Reproduce every line of the items below, character for character.

_LISTING_:
>> BEGIN
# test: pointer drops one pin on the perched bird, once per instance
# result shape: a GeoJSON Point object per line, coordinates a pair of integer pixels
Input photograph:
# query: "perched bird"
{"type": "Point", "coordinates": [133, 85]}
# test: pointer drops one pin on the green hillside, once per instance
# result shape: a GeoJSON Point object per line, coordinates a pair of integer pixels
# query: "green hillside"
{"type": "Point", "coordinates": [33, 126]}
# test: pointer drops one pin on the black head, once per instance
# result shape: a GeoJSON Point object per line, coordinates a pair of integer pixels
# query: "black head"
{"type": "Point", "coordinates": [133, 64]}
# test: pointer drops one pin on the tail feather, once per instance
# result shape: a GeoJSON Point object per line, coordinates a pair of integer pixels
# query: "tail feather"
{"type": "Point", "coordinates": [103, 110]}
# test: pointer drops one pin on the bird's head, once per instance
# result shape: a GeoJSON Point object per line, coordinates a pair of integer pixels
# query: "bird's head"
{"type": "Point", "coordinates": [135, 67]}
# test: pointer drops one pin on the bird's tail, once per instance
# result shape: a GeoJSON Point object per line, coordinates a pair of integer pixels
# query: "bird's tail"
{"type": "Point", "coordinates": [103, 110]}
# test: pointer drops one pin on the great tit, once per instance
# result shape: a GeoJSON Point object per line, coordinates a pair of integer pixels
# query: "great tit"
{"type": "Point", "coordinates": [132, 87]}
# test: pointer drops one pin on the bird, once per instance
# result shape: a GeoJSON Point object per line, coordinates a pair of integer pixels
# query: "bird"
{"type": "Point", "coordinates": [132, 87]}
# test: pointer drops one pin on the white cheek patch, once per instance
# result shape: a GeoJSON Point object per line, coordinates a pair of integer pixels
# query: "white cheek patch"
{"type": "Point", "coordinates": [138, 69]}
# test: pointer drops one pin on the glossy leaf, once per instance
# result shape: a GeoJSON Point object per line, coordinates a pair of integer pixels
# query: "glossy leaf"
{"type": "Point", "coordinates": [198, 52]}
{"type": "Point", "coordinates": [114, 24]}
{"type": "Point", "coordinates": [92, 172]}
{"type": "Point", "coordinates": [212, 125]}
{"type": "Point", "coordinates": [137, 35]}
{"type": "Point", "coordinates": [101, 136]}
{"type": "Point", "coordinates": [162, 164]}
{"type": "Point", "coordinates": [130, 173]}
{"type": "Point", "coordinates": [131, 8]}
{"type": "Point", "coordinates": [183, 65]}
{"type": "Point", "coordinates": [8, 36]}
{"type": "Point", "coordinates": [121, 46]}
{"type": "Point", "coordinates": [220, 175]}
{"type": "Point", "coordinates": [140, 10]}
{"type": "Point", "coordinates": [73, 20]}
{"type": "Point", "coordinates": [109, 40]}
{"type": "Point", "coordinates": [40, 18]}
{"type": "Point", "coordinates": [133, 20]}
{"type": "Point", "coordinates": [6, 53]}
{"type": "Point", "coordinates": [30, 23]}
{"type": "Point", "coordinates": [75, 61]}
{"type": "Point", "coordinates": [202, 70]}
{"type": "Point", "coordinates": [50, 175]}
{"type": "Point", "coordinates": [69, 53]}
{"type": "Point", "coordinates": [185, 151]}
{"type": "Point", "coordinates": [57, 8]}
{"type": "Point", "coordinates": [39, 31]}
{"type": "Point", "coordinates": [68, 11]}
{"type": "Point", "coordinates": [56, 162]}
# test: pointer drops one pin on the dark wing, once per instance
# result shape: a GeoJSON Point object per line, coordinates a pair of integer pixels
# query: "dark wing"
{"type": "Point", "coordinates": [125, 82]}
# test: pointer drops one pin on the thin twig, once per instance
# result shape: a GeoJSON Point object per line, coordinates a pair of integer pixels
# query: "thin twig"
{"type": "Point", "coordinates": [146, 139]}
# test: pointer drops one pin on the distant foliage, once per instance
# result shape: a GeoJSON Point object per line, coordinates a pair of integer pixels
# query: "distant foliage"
>> END
_FINAL RESULT_:
# test: pointer drops one pin on the perched bird, once per instance
# result shape: a GeoJSON Point object per line, coordinates a pair of integer pixels
Input photograph:
# query: "perched bird"
{"type": "Point", "coordinates": [133, 85]}
# test: pointer drops one pin on the green hillside, once per instance
# result shape: a GeoJSON Point object per line, coordinates a pair of integer pixels
# query: "green hillside"
{"type": "Point", "coordinates": [33, 126]}
# test: pointer drops one pin on the black head, once per instance
# result shape: a GeoJSON Point object per line, coordinates a pair of integer pixels
# query: "black head"
{"type": "Point", "coordinates": [133, 64]}
# test: pointer drops one pin on the tail feather, once per instance
# result shape: a GeoJSON Point object per line, coordinates a pair of integer pixels
# query: "tail feather"
{"type": "Point", "coordinates": [103, 110]}
# test: pointer drops one pin on the bird's head, once per instance
# result shape: a GeoJSON Point object per line, coordinates a pair of integer pixels
# query: "bird's head"
{"type": "Point", "coordinates": [135, 67]}
# test: pointer drops one pin on the bird's tail, once per instance
# result shape: a GeoJSON Point object per line, coordinates a pair of integer pixels
# query: "bird's tail"
{"type": "Point", "coordinates": [103, 110]}
# test: pointer drops one pin on the great tit, once per instance
# result shape: a GeoJSON Point object per line, coordinates a pair of integer pixels
# query: "great tit"
{"type": "Point", "coordinates": [132, 87]}
# test: pointer drops one pin on the bird, once per instance
# result shape: a GeoJSON Point object per line, coordinates a pair of integer pixels
# query: "bird"
{"type": "Point", "coordinates": [132, 87]}
# test: pointer drops one pin on the white cheek patch, once per instance
# result shape: a GeoJSON Point object per line, coordinates a pair of integer pixels
# query: "white cheek patch"
{"type": "Point", "coordinates": [138, 69]}
# test: pointer drops one pin on the glossy leaf, once per instance
# result shape: a GeoJSON Point object per line, coordinates a pair of integer pixels
# query: "glossy leaf"
{"type": "Point", "coordinates": [198, 52]}
{"type": "Point", "coordinates": [114, 24]}
{"type": "Point", "coordinates": [92, 172]}
{"type": "Point", "coordinates": [212, 125]}
{"type": "Point", "coordinates": [137, 35]}
{"type": "Point", "coordinates": [101, 136]}
{"type": "Point", "coordinates": [162, 164]}
{"type": "Point", "coordinates": [130, 173]}
{"type": "Point", "coordinates": [131, 8]}
{"type": "Point", "coordinates": [183, 65]}
{"type": "Point", "coordinates": [8, 36]}
{"type": "Point", "coordinates": [121, 46]}
{"type": "Point", "coordinates": [220, 175]}
{"type": "Point", "coordinates": [140, 10]}
{"type": "Point", "coordinates": [73, 20]}
{"type": "Point", "coordinates": [109, 40]}
{"type": "Point", "coordinates": [40, 18]}
{"type": "Point", "coordinates": [133, 20]}
{"type": "Point", "coordinates": [6, 53]}
{"type": "Point", "coordinates": [30, 23]}
{"type": "Point", "coordinates": [75, 61]}
{"type": "Point", "coordinates": [202, 70]}
{"type": "Point", "coordinates": [50, 175]}
{"type": "Point", "coordinates": [69, 53]}
{"type": "Point", "coordinates": [185, 151]}
{"type": "Point", "coordinates": [57, 8]}
{"type": "Point", "coordinates": [39, 31]}
{"type": "Point", "coordinates": [68, 11]}
{"type": "Point", "coordinates": [56, 162]}
# test: pointer drops one pin on the dark wing, once per instance
# result shape: a GeoJSON Point object per line, coordinates a pair of integer pixels
# query: "dark wing"
{"type": "Point", "coordinates": [125, 82]}
# test: pointer drops one pin on the thin twig, once per instance
# result shape: a GeoJSON Point object per line, coordinates a pair of integer pixels
# query: "thin twig"
{"type": "Point", "coordinates": [146, 139]}
# test: pointer drops one pin on the distant foliage, once per instance
# result shape: a GeoJSON Point object per line, coordinates a pair of integer pixels
# query: "distant foliage"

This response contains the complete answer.